### Bloque de texto

____________

El baile de la discordia
“La danza es un arte que florece cuando los discursos se mantienen en su lugar”, dice Lacan en El atolondradicho. Las vueltas que da el sujeto, cabeza de chorlito, buscando su ser llevan inevitablemente a la zarabanda, donde se pierde. Los cuerpos danzan jugando a la distancia que crea amor, orientados hacia un sexo que no se encuentra. El ritmo escande algo que da alegría, como si fuese posible el amor del sexo. La danza es una solemnización del cuerpo que reescribe que no hay biopolítica del coito, que da vueltas en torno de lo que no existe, y lo exhibe. Es el encuentro del desencuentro. Es una escritura en la que el cuerpo entra erecto y vivo, con los pies en el suelo, como sueño de la gravedad. La música recubre que danzando no se habla y que la danza es lo más cercano al pensamiento, no sin palabras entonces. La danza quiere escribir el goce fálico; hasta que Pina Bausch (por decir un nombre) busca cómo trazar el Otro goce.
La Escuela de la Bauhaus, nacida hace ahora cien años en Weimar sobre las cenizas de la Gran Guerra, metió a los cuerpos de los artistas en una nave industrial para que se reconocieran implicados en la creación de un nuevo mundo. Su primer director, Walter Gropius, reunió a artistas como Paul Klee y Wassily Kandinsky, y a un grupo de alumnos que llevaron al extremo la creencia en un campo unificado del arte, poniendo en continuidad la artesanía con la producción industrial, el cuerpo con la máquina, con el fin de diseñar objetos, desde tipos de letra a edificios, en los que la forma siguiera a la función, con una proporción humana y con la integración del color como discurso en sí mismo. En 1925 se trasladó a Dessau y en 1932 a Berlín, justo a tiempo para que al año siguiente el régimen nazi la cerrara.
El fundamento corporal del arte era una herejía artística. El cuerpo tenía en aquel momento un nuevo hogar en el que moverse. De un lado, la ausencia de los 18 millones de muertos de la guerra más industrial; de otro, la nueva sexualización de las relaciones humanas, que mucho debía al psicoanálisis. La escuela comprendía varios talleres y un teatro, donde los estudiantes presentaban sus creaciones. El encargado de éste era Oskar Schlemmer, Maestro de Forma en la Bauhaus desde su comienzo, interesado, como pintor, escultor y coreógrafo, por el modo como el cuerpo humano ocupa el espacio que habita. Una de sus obras más conocidas es el Ballet Triádico, un festival de forma y color con música de Hindemith, en el que podemos reconocer las evoluciones del número tres del amor y del número uno del poder.

____________

### Tarea breve A
Localiza en el listado todas las líneas que contienen la cadena "trousers" y cópialas tal como aparecen.
El texto sobre la danza y la Bauhaus y el listado que viene a continuación son materiales independientes entre sí.

[Registros de una colección]
____________

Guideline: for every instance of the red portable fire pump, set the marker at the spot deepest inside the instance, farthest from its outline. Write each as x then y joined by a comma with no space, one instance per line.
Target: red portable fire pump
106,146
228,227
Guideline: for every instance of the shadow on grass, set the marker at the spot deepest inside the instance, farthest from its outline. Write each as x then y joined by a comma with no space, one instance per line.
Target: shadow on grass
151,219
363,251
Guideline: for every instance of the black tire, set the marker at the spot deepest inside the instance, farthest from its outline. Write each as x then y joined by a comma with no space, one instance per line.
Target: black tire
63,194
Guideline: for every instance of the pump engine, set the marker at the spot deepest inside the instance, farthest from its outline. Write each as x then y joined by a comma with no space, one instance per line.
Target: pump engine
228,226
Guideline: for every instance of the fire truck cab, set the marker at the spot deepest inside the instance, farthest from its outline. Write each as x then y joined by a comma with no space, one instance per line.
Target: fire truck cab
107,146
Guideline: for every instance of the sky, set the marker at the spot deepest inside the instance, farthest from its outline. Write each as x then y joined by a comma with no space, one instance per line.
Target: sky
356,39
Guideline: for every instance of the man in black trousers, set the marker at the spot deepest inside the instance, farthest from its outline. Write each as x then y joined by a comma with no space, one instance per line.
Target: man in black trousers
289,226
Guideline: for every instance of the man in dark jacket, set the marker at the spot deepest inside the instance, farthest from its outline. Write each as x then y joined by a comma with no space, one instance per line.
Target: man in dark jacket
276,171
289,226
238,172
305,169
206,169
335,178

____________

### Tarea breve B
Copia literalmente el fragmento del texto sobre la danza y la Bauhaus que comienza en las palabras "El fundamento corporal" y termina después de "uno del poder.".

### Resultado completo A
Guideline: for every instance of the man in black trousers, set the marker at the spot deepest inside the instance, farthest from its outline. Write each as x then y joined by a comma with no space, one instance per line.
Target: man in black trousers

### Resultado completo B
El fundamento corporal del arte era una herejía artística. El cuerpo tenía en aquel momento un nuevo hogar en el que moverse. De un lado, la ausencia de los 18 millones de muertos de la guerra más industrial; de otro, la nueva sexualización de las relaciones humanas, que mucho debía al psicoanálisis. La escuela comprendía varios talleres y un teatro, donde los estudiantes presentaban sus creaciones. El encargado de éste era Oskar Schlemmer, Maestro de Forma en la Bauhaus desde su comienzo, interesado, como pintor, escultor y coreógrafo, por el modo como el cuerpo humano ocupa el espacio que habita. Una de sus obras más conocidas es el Ballet Triádico, un festival de forma y color con música de Hindemith, en el que podemos reconocer las evoluciones del número tres del amor y del número uno del poder.